Description of the task: Render the records below as a Markdown table with the columns "Row" and "Line," numbering each row and omitting blank lines. Include only the lines from the line with "Return one point per instance of the grass" up to and including the line with "x=463 y=416".

══ Source records

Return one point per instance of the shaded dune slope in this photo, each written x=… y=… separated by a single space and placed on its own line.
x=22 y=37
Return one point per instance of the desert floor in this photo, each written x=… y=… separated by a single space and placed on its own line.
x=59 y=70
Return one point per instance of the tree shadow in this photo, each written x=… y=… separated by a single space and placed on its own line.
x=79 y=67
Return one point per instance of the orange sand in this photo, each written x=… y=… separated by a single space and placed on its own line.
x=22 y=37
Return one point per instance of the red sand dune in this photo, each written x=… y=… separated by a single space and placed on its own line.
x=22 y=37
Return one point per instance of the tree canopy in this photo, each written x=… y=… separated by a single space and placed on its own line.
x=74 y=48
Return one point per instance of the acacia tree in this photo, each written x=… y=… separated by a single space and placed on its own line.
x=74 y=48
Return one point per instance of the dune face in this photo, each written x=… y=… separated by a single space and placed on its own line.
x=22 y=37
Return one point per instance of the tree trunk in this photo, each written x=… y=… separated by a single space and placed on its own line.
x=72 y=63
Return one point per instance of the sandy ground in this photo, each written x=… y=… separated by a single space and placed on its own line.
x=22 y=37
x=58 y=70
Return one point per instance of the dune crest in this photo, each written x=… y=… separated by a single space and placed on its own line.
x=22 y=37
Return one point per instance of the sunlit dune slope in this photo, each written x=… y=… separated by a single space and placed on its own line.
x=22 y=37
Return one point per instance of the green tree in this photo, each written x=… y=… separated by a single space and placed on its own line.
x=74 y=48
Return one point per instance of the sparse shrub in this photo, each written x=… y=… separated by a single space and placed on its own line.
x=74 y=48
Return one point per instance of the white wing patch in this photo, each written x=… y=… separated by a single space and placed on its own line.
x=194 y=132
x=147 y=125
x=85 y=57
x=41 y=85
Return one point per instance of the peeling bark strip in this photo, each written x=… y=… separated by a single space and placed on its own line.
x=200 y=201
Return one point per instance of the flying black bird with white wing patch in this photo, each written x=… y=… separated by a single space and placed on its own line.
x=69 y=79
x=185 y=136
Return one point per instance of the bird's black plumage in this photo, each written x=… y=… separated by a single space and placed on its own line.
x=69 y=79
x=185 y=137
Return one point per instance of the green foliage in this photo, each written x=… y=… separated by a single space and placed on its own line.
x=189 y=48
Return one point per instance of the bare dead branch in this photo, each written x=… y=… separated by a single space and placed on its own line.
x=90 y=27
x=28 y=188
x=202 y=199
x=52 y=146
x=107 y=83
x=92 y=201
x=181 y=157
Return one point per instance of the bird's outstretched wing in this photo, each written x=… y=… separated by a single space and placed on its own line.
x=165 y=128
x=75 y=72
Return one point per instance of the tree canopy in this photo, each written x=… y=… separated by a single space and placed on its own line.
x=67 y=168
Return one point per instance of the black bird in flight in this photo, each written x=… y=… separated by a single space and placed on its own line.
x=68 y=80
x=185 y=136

════
══ Source records

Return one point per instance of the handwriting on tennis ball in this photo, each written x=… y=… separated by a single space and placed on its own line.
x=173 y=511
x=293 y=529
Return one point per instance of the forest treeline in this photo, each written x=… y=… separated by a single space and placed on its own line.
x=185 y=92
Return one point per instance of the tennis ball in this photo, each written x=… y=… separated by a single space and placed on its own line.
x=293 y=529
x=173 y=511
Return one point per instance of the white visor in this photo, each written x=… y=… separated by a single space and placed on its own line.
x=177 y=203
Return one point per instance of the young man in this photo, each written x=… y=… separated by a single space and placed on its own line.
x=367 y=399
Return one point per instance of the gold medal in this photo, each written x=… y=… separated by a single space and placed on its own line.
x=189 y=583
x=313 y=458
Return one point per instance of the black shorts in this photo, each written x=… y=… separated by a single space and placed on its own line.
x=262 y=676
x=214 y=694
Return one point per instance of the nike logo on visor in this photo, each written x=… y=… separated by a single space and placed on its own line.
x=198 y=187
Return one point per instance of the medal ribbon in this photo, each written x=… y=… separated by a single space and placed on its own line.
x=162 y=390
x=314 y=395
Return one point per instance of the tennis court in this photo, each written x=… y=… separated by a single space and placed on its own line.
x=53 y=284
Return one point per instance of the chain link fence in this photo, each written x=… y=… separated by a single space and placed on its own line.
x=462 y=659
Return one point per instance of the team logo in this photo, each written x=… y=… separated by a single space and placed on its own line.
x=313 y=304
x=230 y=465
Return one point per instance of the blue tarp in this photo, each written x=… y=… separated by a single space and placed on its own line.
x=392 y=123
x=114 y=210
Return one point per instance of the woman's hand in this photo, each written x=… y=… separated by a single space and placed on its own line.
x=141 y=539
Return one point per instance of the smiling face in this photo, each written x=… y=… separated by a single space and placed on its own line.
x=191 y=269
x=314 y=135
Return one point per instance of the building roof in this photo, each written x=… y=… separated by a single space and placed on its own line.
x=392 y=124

════
══ Source records

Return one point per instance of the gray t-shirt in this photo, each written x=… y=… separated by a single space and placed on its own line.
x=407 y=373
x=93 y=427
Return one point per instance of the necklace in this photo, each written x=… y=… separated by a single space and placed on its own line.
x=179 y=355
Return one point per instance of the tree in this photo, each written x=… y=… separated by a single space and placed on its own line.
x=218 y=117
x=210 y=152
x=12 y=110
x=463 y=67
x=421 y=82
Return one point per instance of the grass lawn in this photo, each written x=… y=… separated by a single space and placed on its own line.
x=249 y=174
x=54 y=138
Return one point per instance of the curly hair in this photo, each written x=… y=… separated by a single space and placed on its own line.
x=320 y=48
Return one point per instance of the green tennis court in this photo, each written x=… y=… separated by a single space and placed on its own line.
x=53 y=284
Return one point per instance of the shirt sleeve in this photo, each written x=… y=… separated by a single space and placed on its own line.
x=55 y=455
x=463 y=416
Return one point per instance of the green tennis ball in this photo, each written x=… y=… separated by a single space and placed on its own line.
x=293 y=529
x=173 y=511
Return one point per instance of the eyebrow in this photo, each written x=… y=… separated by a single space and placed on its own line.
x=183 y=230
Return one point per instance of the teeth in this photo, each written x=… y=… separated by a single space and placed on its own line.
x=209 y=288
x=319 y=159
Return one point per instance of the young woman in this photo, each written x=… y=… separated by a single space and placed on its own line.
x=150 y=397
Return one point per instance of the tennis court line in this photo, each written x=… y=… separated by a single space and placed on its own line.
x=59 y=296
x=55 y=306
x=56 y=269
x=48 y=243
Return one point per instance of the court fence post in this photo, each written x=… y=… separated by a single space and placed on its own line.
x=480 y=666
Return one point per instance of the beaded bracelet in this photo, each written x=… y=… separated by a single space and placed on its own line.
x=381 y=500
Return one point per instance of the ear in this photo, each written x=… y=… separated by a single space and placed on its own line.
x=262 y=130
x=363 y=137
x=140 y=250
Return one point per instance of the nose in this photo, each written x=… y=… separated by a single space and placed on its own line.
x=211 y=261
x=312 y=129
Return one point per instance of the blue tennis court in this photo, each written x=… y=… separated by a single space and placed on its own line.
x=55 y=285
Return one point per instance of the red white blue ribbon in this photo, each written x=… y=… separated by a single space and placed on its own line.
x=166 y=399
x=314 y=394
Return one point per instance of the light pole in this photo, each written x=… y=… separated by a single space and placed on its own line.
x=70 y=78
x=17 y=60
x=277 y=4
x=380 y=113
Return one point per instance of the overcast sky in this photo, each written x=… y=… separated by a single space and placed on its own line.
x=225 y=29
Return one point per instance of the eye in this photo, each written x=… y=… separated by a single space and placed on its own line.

════

Reply:
| Row | Line |
|---|---|
| 1 | Return one point per instance of the grass lawn in this photo, each written x=… y=… separated by a single space and placed on its own line. |
| 2 | x=249 y=174 |
| 3 | x=54 y=138 |
| 4 | Return one point per instance of the curly hair in this photo, each written x=… y=… separated by a single space and placed on its own line. |
| 5 | x=320 y=48 |
| 6 | Return one point per instance of the green tennis court in this photo, each written x=… y=… separated by a single space and placed on its own line. |
| 7 | x=53 y=284 |
| 8 | Return one point per instance of the shirt sleeve in this photo, each written x=… y=… separated by a single space and placed on its own line. |
| 9 | x=55 y=455 |
| 10 | x=463 y=416 |